The data START
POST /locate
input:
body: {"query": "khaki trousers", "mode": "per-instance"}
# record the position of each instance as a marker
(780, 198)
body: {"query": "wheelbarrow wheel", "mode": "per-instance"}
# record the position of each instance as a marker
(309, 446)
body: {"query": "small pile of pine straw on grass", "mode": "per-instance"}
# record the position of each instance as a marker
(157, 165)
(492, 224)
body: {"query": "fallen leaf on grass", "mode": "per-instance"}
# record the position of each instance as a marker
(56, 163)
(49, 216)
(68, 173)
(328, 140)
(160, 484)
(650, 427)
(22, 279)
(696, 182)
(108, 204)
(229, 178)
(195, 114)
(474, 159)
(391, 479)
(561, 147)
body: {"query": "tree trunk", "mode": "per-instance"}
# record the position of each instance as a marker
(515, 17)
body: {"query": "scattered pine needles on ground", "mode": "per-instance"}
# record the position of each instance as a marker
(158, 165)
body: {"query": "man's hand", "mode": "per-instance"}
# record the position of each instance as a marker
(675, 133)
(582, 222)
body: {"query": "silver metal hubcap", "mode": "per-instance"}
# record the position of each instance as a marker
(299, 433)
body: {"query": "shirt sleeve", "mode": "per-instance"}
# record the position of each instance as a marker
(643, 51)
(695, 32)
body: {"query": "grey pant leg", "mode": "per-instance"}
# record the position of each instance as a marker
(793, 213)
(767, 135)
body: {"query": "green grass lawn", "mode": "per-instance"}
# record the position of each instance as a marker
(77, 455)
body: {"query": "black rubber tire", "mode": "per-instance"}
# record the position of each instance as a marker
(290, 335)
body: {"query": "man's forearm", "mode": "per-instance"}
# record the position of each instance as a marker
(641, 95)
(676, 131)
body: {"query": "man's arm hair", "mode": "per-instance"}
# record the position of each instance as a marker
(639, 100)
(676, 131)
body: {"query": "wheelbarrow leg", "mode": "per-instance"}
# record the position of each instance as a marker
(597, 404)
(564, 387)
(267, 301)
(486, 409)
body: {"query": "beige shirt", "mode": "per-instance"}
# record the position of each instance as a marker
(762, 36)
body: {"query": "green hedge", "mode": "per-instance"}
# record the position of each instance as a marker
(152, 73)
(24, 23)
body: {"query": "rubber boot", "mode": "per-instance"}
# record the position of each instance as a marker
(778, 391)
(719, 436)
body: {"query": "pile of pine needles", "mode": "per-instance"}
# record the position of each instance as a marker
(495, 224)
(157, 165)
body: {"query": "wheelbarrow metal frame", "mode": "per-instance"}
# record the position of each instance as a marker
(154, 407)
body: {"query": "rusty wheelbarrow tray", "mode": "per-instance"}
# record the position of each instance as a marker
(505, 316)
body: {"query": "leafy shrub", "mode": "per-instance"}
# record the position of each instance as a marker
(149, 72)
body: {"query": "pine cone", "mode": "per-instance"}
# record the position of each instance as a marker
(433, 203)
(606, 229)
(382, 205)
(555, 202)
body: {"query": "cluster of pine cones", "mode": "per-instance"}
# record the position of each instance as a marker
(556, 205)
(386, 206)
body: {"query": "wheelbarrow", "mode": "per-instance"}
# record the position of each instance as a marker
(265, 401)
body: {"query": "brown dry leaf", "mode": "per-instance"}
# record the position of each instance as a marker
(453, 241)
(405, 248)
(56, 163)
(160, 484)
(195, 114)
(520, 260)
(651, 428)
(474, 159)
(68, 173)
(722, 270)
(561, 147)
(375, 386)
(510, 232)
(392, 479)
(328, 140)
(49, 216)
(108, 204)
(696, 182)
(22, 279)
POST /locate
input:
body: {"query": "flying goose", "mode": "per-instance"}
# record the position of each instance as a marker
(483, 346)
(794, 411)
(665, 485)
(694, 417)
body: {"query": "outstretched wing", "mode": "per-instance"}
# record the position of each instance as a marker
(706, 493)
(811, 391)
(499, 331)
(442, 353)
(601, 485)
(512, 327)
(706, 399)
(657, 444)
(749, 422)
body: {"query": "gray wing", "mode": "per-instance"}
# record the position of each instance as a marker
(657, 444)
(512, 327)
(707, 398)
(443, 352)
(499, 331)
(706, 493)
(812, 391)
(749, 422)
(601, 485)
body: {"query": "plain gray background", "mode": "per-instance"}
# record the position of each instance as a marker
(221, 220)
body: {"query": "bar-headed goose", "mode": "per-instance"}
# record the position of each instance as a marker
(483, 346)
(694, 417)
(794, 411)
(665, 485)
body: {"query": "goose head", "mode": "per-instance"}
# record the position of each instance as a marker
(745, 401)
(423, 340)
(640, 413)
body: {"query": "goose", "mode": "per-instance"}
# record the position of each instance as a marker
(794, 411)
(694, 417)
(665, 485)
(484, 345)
The data END
Exercise goal
Send back all of the entries exactly, with nothing missing.

Your response
POST /locate
input:
body: {"query": "khaki trousers", "mode": "per-instance"}
# record the position of each instance as a marker
(780, 198)
body: {"query": "wheelbarrow wheel", "mode": "per-instance"}
# record the position of each instance as a marker
(309, 446)
body: {"query": "small pile of pine straw on grass", "mode": "per-instance"}
# record the position of each instance as a marker
(157, 165)
(492, 224)
body: {"query": "fallen leaf on grass", "mode": "per-instance"}
# record the position of each instance as a marker
(56, 163)
(49, 216)
(68, 173)
(328, 140)
(160, 484)
(650, 427)
(22, 279)
(696, 182)
(108, 204)
(229, 178)
(195, 114)
(474, 159)
(391, 479)
(561, 147)
body: {"query": "tree trunk", "mode": "per-instance"}
# record the position of each instance as a marker
(515, 17)
body: {"query": "scattered pine needles on ground", "mode": "per-instance"}
# record the position of each instance as a marker
(158, 165)
body: {"query": "man's hand", "mode": "per-instance"}
# record the position of each instance as a marker
(675, 133)
(582, 222)
body: {"query": "silver metal hubcap", "mode": "per-instance"}
# record the position of each instance as a marker
(299, 433)
body: {"query": "shirt sleeve", "mode": "per-instance"}
# record the position of each instance as a marker
(643, 51)
(695, 32)
body: {"query": "grey pant leg", "mode": "per-instance"}
# record the position of each instance as a marker
(793, 213)
(767, 135)
body: {"query": "green grass lawn", "mode": "per-instance"}
# record the position of each instance as a marker
(77, 455)
body: {"query": "black rubber tire", "mode": "per-instance"}
# record the position of each instance as a marker
(290, 335)
body: {"query": "man's forearm", "mode": "per-instance"}
# record the position of each instance as a marker
(641, 95)
(676, 131)
body: {"query": "man's arm hair", "mode": "per-instance"}
# record the position of each instance as a marker
(639, 100)
(676, 131)
body: {"query": "wheelbarrow leg", "mode": "per-instance"}
# record the position of each instance as a marker
(597, 404)
(564, 387)
(267, 301)
(486, 409)
body: {"query": "beige shirt", "mode": "per-instance"}
# record the position of each instance as a marker
(762, 36)
body: {"query": "green hedge", "mode": "per-instance"}
# record the position of each instance as a marker
(152, 73)
(24, 23)
body: {"query": "rubber boot", "mode": "per-instance"}
# record the position of each instance as a marker
(778, 391)
(719, 436)
body: {"query": "pile of pine needles", "mode": "per-instance"}
# record the position of each instance as a marker
(495, 224)
(157, 165)
body: {"query": "wheelbarrow metal frame", "mode": "per-instance"}
# record the position of each instance as a marker
(154, 407)
body: {"query": "rusty wheelbarrow tray", "mode": "per-instance"}
# record the position of each instance as a marker
(505, 316)
body: {"query": "leafy shrub", "mode": "per-instance"}
# record the position of each instance as a marker
(149, 72)
body: {"query": "pine cone", "mode": "per-instance"}
# record the position of each instance as a marker
(433, 203)
(606, 229)
(382, 205)
(555, 202)
body: {"query": "cluster of pine cones", "mode": "per-instance"}
# record the position of each instance as a marker
(556, 205)
(386, 206)
body: {"query": "wheelbarrow", "mode": "per-instance"}
# record the position of each instance as a marker
(265, 401)
body: {"query": "brown dry leaf", "mode": "per-instance"}
# record the position of each instance as a marker
(453, 241)
(405, 248)
(56, 163)
(160, 484)
(195, 114)
(520, 260)
(651, 428)
(474, 159)
(68, 173)
(722, 270)
(561, 147)
(375, 386)
(510, 232)
(392, 479)
(328, 140)
(49, 216)
(108, 204)
(696, 182)
(22, 279)
POST /locate
input:
body: {"query": "flying goose", "mode": "per-instance"}
# record the position of each instance as a marker
(483, 346)
(794, 411)
(665, 485)
(694, 417)
body: {"query": "outstretched wing", "mode": "per-instance"}
# record the position of each instance as a marker
(706, 493)
(811, 391)
(499, 331)
(442, 353)
(601, 485)
(512, 327)
(706, 399)
(657, 444)
(749, 422)
body: {"query": "gray wing", "mode": "per-instance"}
# record the position of each instance as a marker
(657, 444)
(512, 327)
(707, 398)
(443, 352)
(499, 331)
(706, 493)
(812, 391)
(749, 422)
(601, 485)
body: {"query": "plain gray background", "mode": "per-instance"}
# record the position of each instance as a marker
(221, 220)
body: {"query": "bar-headed goose", "mode": "per-instance"}
# record the position of each instance as a marker
(483, 346)
(694, 417)
(794, 411)
(665, 485)
body: {"query": "goose head", "mode": "per-instance"}
# record the position of each instance as a marker
(745, 401)
(423, 340)
(640, 413)
body: {"query": "goose", "mode": "per-instance"}
# record the position of each instance as a marker
(794, 411)
(694, 417)
(665, 485)
(484, 345)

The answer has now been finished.